• **Problem details**
Write out exactly the lines running from the one that contains "Phrase: castle" through the end of the material.

• **Data for review**
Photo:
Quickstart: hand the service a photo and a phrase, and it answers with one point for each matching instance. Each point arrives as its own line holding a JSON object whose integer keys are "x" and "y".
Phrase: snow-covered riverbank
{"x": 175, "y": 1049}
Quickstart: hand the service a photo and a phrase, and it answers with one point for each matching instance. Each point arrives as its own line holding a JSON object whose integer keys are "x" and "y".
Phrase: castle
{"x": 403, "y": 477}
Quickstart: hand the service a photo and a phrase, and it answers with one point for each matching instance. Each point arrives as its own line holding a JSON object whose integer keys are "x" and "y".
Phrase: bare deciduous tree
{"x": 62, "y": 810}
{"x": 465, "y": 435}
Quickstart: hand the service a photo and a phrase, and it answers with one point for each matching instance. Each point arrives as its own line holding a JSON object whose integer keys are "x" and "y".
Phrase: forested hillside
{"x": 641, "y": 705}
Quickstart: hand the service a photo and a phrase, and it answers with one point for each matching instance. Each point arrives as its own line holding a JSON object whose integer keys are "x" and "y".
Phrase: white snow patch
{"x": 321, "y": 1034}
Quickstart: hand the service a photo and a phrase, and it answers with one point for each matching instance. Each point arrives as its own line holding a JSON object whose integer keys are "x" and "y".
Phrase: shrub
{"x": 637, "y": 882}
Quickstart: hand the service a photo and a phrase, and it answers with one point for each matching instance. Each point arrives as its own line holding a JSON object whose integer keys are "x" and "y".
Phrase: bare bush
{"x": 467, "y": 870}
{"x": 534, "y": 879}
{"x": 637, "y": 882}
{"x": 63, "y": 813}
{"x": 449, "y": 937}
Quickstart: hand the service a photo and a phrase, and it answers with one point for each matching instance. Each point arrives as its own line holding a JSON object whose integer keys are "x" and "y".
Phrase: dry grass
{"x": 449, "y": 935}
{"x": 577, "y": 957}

• **Task solution**
Phrase: castle
{"x": 403, "y": 477}
Quickstart: hand the service a photo and a phrase, and it answers with one point for each matching instance. Each point arrives as its own line holding a JSON object whose integer keys are "x" and "y".
Phrase: bare deciduous tree
{"x": 62, "y": 810}
{"x": 465, "y": 435}
Quickstart: hand the service a photo and a phrase, and it answers with one point for each matching instance. Each point arrives as its own line holding a JSON object whose integer keys are "x" and "y".
Phrase: forested hillside
{"x": 641, "y": 705}
Quickstart: hand the service a photo and a phrase, and it answers with one point for each matching instance. Each point arrives as its own line holding a JSON object whose integer keys are "x" and "y".
Phrase: white snow patch
{"x": 321, "y": 1034}
Quickstart: hand the service a photo and a phrase, and it answers with one point for each matching instance. Each point arrives as its own line holding a JSON object whose integer keys are "x" and "y".
Phrase: shrub
{"x": 637, "y": 882}
Quickstart: hand the service a photo and a phrase, and it answers with one point for each matching instance. Each point arrives as its own line holding a JSON object whose integer keys are "x" and "y".
Phrase: bare bush
{"x": 467, "y": 870}
{"x": 534, "y": 879}
{"x": 637, "y": 882}
{"x": 63, "y": 813}
{"x": 449, "y": 937}
Quickstart: hand the service a photo and a phrase, and it answers with one point for each matching instance. Each point arrives as its own line holding a JSON object whose integer keys are "x" and "y".
Phrase: dry grass
{"x": 449, "y": 935}
{"x": 577, "y": 957}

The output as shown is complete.